===== Reading passage

Alcest, ‘Spiritual Instinct’

French blackgazers Alcest let in the light for their sixth LP. “These two extremes [are] fighting inside me,” singer-guitarist Neige said in Spotify’s Metal Talks series. “I have flaws, I have a dark side … and it’s a part of the spiritual path. You have to live with it and to accept it.” The exhilarating build of “Protection” pairs drummer Winterhalter’s relentless, battering-ram charge with Neige’s accelerating shivers of tremolo; and in “Sapphire,” the guitarist stealthily integrates a glowing post-punk riff into the fray. Waiting in the wings is Norwegian artist Kathrine Shepard, better known as Sylvaine, who shares an operatic serenade with Neige amid the thrash of “L’Île des Morts.” The beauty of Alcest hinges on such stark contrasts: Peeking out from beneath the blanket of noise lives something incandescent and sublime. S.E.

8

Gaahls Wyrd, ‘Gastir — Ghosts Invited’

There’s so much that the world already knows about Gaahl, the forbidding Norwegian black-metal singer who has fronted Trelldom, Gorgoroth, and God Seed over the years: He’s openly gay, a vegetarian, and a visual artist. But for as revealing as he’s been about his life, he somehow remains one of the most enigmatic figures in metal, keeping his motives a secret. That mystery is what made Gastir — Ghosts Invited, the debut full-length by his latest group, Gaahls Wyrd so bewitching. In between all of the cranium-rattling metal riffing, the album is full of shadowy guitar breaks (check the eerie “Ek Erilar”), whispered lyrics (just try to decipher “From the Spear”), Bowie-esque drama (“Ghosts Invited”), and discordant arrangements that might make more sense in an Igor Stravinsky symphony (“Through the Past and Past”). It’s music that sounds possessed, and you can’t help but want to let it take you over, too. K.G.

==========
===== Record list

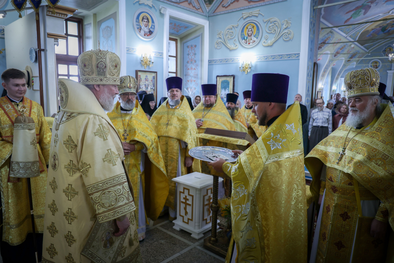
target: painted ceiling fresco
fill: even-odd
[[[178,36],[197,26],[173,18],[170,18],[169,33]]]
[[[341,1],[326,0],[322,4]],[[323,29],[319,33],[318,47],[318,63],[320,67],[319,85],[327,85],[327,76],[331,69],[330,88],[335,88],[338,84],[340,78],[347,68],[366,63],[366,59],[357,59],[367,55],[368,57],[385,56],[384,54],[385,53],[379,52],[369,55],[368,53],[375,51],[379,47],[382,47],[381,49],[385,49],[383,47],[386,46],[391,45],[390,46],[392,47],[394,42],[394,19],[394,19],[392,13],[394,13],[394,0],[360,0],[324,7],[321,12],[320,28]],[[324,28],[342,25],[343,26]],[[355,42],[341,43],[353,41]],[[387,62],[386,58],[379,59],[383,63]],[[371,60],[372,58],[369,59]],[[338,63],[341,65],[338,69]]]

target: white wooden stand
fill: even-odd
[[[211,228],[213,177],[195,172],[172,180],[178,184],[177,216],[173,227],[191,233],[192,237],[199,239]],[[223,181],[219,178],[219,182]]]

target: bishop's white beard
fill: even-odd
[[[108,112],[112,111],[113,108],[113,99],[116,95],[112,96],[108,89],[104,90],[104,92],[98,99],[100,105],[102,108]]]
[[[170,104],[170,106],[172,107],[175,107],[175,106],[178,106],[180,103],[180,99],[178,99],[172,100],[171,99],[171,98],[168,98],[168,104]]]
[[[372,100],[370,100],[368,102],[367,106],[364,111],[360,112],[355,107],[349,108],[349,114],[346,119],[346,125],[349,127],[357,127],[361,125],[364,121],[368,119],[371,114],[373,108],[370,107],[371,104],[374,103]],[[351,110],[357,110],[355,112]]]
[[[122,108],[127,110],[132,110],[136,106],[136,103],[132,101],[125,102],[121,99],[121,106]]]

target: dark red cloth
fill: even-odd
[[[333,117],[333,131],[336,130],[338,127],[338,125],[339,124],[339,121],[340,120],[341,118],[343,117],[343,119],[342,120],[342,124],[343,124],[346,121],[346,119],[348,118],[348,115],[349,114],[347,113],[344,114],[340,113],[337,114]]]

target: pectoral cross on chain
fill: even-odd
[[[125,132],[122,135],[123,135],[123,139],[125,139],[125,141],[127,140],[127,136],[128,136],[128,134],[126,132],[126,130],[125,131]]]
[[[342,148],[342,151],[340,151],[338,153],[339,154],[339,156],[338,157],[338,161],[336,162],[336,164],[338,164],[339,163],[339,161],[341,160],[341,159],[342,159],[342,157],[346,153],[345,153],[345,148]]]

==========

Description of the task » List every song title that the album reviews above put in quotation marks.

Exercise answer » "Protection," "Sapphire," "L'Île des Morts," "Ek Erilar," "From the Spear," "Ghosts Invited," "Through the Past and Past"